* [PASSAGE GIVEN]:
** begin **

AWS VPC Design¶

Scope¶

AWS Virtual Private Cloud network design. Covers CIDR planning, subnet tiers, NAT Gateways, VPC Endpoints (Gateway and Interface), Security Groups, NACLs, Transit Gateway, Flow Logs, VPC Lattice, and Verified Access.

Checklist¶

Why This Matters¶

VPC design is the foundation of every AWS deployment and is extremely costly to change after resources are provisioned. Undersized CIDRs force painful migrations. Missing VPC endpoints leak traffic through NAT Gateways at $0.045/GB. Overly permissive security groups are the most common audit finding. Poor subnet planning blocks future EKS or Lambda scaling.

Common Decisions (ADR Triggers)¶

CIDR allocation strategy -- centralized IPAM vs per-team allocation, RFC 1918 vs 100.64.0.0/10 for non-routable ranges
NAT Gateway topology -- per-AZ (resilient) vs shared (cheaper), NAT Gateway vs NAT instance for dev environments
VPC Endpoint selection -- which services justify Interface endpoints ($7.20/mo each) vs Gateway endpoints (free)
Transit Gateway vs VPC Peering -- centralized hub-spoke vs point-to-point for small account counts
Security Group management -- Terraform modules vs AWS Firewall Manager policies across accounts
Multi-account VPC strategy -- shared VPC (RAM) vs dedicated VPCs per account with Transit Gateway
Service-to-service networking -- VPC Lattice (application-layer, L7 routing, IAM auth) vs Transit Gateway (network-layer, L3/L4) vs VPC peering (simple point-to-point); VPC Lattice is ideal for microservice connectivity across VPCs and accounts with built-in observability
Corporate application access -- AWS Verified Access (zero-trust, no VPN, identity+device posture) vs Client VPN vs Direct Connect for internal application access

Pricing Links¶

AWS Pricing Pages¶

VPC Pricing — VPC itself is free; charges apply for NAT Gateways, VPC Endpoints, Traffic Mirroring, and IP addresses
NAT Gateway Pricing — $0.045/hr + $0.045/GB data processed
AWS Data Transfer Pricing — egress, cross-AZ, cross-region, and internet-bound transfer rates
VPC Endpoint Pricing — Interface endpoints: $0.01/hr per AZ + $0.01/GB; Gateway endpoints (S3, DynamoDB): free
Elastic IP Pricing — $0.005/hr for unattached EIPs; $0.005/hr for each public IPv4 address (as of Feb 2024)

** end **

* [LISTING]:
** begin **

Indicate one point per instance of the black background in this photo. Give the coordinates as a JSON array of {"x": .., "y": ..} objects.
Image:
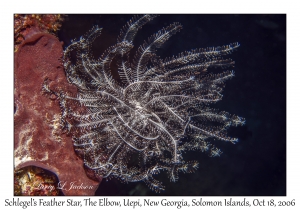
[{"x": 256, "y": 165}]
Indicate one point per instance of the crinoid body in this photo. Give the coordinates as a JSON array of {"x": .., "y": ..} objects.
[{"x": 135, "y": 128}]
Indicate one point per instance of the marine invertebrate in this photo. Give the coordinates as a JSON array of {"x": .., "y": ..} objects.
[
  {"x": 135, "y": 128},
  {"x": 38, "y": 138}
]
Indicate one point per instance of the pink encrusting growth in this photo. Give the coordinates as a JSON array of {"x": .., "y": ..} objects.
[{"x": 39, "y": 139}]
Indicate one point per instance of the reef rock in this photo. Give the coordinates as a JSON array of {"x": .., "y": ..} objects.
[{"x": 38, "y": 137}]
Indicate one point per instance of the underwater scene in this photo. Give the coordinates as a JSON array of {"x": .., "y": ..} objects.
[{"x": 162, "y": 104}]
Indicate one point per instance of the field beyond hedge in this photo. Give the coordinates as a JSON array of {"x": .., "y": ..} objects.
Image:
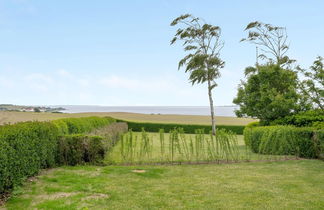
[
  {"x": 259, "y": 185},
  {"x": 12, "y": 117}
]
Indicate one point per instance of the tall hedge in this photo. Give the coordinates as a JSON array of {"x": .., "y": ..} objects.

** end **

* [WHAT TO WORK ON]:
1. In one to three sentences, why does the VPC design page say VPC design should be settled before resources are provisioned?
2. Reproduce word for word the stretch of the VPC design page from "AWS Virtual Private" through "and Verified Access.".
Rely on the VPC design page alone for these.

* [ANSWERS TO EACH TASK]:
1. VPC design is the foundation of every AWS deployment, and it is extremely costly to change once resources are provisioned. For example, undersized CIDRs force painful migrations.

2.
AWS Virtual Private Cloud network design. Covers CIDR planning, subnet tiers, NAT Gateways, VPC Endpoints (Gateway and Interface), Security Groups, NACLs, Transit Gateway, Flow Logs, VPC Lattice, and Verified Access.